• _What to work on_:
Search the material for the word "cheetah" and copy every line in which it occurs.

• _Dataset records_:
┄┄┄┄┄┄┄┄┄┄┄┄┄┄┄┄┄┄┄┄
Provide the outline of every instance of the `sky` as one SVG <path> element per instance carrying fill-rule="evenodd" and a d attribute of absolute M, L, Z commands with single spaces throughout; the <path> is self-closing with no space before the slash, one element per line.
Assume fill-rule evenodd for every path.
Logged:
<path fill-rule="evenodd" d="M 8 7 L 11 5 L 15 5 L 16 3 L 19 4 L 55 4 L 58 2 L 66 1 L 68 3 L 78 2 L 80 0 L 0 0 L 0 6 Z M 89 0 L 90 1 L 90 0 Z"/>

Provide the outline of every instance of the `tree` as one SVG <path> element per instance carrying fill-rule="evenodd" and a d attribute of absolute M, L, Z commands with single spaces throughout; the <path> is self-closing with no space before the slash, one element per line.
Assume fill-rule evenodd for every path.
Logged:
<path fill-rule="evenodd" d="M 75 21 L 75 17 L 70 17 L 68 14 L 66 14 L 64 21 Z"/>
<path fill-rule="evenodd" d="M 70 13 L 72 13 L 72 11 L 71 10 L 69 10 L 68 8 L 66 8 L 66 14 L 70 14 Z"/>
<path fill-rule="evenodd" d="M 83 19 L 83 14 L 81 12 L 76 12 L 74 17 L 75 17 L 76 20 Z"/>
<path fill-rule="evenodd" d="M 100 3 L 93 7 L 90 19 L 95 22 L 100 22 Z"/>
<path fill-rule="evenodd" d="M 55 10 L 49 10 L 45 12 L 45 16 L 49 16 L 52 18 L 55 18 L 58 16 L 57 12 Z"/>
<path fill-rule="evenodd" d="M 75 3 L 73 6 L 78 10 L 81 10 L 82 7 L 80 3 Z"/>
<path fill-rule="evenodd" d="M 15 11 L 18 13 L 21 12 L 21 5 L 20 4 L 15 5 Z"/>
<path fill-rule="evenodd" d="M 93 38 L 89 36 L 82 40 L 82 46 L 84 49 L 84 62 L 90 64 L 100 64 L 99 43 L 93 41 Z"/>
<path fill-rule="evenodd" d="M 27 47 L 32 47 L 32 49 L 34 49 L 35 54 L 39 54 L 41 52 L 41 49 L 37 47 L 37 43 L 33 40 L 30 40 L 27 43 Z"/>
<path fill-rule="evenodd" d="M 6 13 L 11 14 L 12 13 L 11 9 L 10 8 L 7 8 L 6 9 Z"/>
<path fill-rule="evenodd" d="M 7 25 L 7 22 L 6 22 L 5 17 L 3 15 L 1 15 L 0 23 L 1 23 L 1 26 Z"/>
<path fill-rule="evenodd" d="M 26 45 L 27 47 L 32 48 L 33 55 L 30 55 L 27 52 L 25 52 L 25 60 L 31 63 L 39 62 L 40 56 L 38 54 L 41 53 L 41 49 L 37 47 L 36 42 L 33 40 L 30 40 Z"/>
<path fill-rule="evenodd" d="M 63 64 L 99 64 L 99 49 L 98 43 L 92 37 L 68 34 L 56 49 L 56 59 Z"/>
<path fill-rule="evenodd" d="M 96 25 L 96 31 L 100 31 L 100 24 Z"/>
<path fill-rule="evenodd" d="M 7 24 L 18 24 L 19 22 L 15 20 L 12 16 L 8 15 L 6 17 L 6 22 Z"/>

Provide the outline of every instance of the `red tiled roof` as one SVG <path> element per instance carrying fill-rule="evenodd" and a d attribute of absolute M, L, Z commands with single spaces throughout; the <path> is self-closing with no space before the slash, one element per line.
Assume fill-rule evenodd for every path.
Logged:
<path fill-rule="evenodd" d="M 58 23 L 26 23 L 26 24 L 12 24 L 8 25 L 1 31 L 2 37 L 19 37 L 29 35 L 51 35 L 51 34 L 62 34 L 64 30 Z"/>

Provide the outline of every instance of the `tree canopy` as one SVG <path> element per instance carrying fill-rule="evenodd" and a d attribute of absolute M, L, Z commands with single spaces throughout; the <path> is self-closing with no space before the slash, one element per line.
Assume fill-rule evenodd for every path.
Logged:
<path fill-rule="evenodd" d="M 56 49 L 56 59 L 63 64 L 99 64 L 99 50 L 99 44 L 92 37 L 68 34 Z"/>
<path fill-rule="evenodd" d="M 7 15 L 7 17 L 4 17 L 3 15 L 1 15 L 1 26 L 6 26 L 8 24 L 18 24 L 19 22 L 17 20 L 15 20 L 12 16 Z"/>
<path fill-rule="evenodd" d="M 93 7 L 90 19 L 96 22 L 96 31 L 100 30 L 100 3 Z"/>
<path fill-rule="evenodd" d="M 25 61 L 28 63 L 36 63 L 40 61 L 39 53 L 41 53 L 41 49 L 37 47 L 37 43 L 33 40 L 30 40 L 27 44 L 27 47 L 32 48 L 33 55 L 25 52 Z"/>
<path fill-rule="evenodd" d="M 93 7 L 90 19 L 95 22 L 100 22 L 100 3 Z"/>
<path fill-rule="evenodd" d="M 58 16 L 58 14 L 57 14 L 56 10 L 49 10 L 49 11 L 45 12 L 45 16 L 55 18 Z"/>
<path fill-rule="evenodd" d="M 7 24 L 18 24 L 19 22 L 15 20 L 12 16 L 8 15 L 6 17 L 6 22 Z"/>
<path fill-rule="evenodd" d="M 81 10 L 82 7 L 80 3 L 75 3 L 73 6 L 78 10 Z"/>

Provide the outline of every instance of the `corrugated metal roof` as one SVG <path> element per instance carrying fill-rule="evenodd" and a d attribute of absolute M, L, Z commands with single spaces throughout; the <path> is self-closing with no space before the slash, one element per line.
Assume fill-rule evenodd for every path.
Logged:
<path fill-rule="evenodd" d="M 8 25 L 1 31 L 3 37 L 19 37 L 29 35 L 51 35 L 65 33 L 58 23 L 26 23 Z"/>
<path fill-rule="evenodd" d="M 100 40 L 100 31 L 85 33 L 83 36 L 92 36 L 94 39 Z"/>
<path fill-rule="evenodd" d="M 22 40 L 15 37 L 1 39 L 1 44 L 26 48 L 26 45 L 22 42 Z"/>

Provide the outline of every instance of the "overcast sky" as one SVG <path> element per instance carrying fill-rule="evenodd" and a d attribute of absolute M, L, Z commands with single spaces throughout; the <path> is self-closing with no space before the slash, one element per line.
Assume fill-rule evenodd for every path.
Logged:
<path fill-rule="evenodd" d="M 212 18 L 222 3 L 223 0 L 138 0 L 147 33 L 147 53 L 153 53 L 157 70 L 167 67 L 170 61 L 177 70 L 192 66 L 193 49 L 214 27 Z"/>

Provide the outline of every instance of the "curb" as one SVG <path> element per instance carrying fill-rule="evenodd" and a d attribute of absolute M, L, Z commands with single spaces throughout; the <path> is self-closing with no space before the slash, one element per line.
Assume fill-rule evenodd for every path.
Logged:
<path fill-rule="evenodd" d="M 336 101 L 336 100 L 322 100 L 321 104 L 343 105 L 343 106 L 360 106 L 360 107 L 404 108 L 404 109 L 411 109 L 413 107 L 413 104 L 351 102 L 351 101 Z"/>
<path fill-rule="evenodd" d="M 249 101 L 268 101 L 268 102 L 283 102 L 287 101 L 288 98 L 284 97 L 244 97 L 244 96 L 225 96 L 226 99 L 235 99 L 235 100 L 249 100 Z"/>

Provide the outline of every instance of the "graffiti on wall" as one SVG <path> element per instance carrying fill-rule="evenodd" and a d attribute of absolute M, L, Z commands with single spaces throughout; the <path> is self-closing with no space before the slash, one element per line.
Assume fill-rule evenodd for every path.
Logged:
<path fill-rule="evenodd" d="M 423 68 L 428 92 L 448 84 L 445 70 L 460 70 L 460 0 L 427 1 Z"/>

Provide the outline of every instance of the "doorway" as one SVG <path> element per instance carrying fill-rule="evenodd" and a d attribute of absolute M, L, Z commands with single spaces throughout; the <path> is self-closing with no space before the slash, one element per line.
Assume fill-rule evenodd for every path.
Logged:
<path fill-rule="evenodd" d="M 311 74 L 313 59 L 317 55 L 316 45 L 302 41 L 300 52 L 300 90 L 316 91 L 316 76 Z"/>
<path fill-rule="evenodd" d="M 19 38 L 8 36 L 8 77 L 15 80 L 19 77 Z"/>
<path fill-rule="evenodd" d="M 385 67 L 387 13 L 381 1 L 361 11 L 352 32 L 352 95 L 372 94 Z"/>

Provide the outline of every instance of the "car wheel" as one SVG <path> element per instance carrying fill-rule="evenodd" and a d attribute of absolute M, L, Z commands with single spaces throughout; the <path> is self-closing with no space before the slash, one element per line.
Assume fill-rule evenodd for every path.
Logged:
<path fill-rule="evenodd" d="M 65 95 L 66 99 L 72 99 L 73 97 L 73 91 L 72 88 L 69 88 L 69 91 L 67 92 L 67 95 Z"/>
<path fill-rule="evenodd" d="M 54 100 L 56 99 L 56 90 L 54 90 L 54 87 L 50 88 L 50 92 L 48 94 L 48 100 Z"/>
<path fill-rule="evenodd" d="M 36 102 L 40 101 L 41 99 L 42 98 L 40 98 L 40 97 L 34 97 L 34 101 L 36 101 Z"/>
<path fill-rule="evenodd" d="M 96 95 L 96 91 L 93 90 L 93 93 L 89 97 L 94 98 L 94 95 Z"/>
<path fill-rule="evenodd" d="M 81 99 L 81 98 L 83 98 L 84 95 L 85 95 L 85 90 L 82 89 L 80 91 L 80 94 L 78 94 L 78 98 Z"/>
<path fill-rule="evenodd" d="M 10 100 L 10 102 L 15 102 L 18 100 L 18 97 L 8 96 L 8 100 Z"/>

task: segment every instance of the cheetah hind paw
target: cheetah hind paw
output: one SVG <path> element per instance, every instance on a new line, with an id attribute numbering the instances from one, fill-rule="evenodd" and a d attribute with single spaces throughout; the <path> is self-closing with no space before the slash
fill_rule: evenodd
┄┄┄┄┄┄┄┄┄┄┄┄┄┄┄┄┄┄┄┄
• _Written answer_:
task: segment every instance of the cheetah hind paw
target: cheetah hind paw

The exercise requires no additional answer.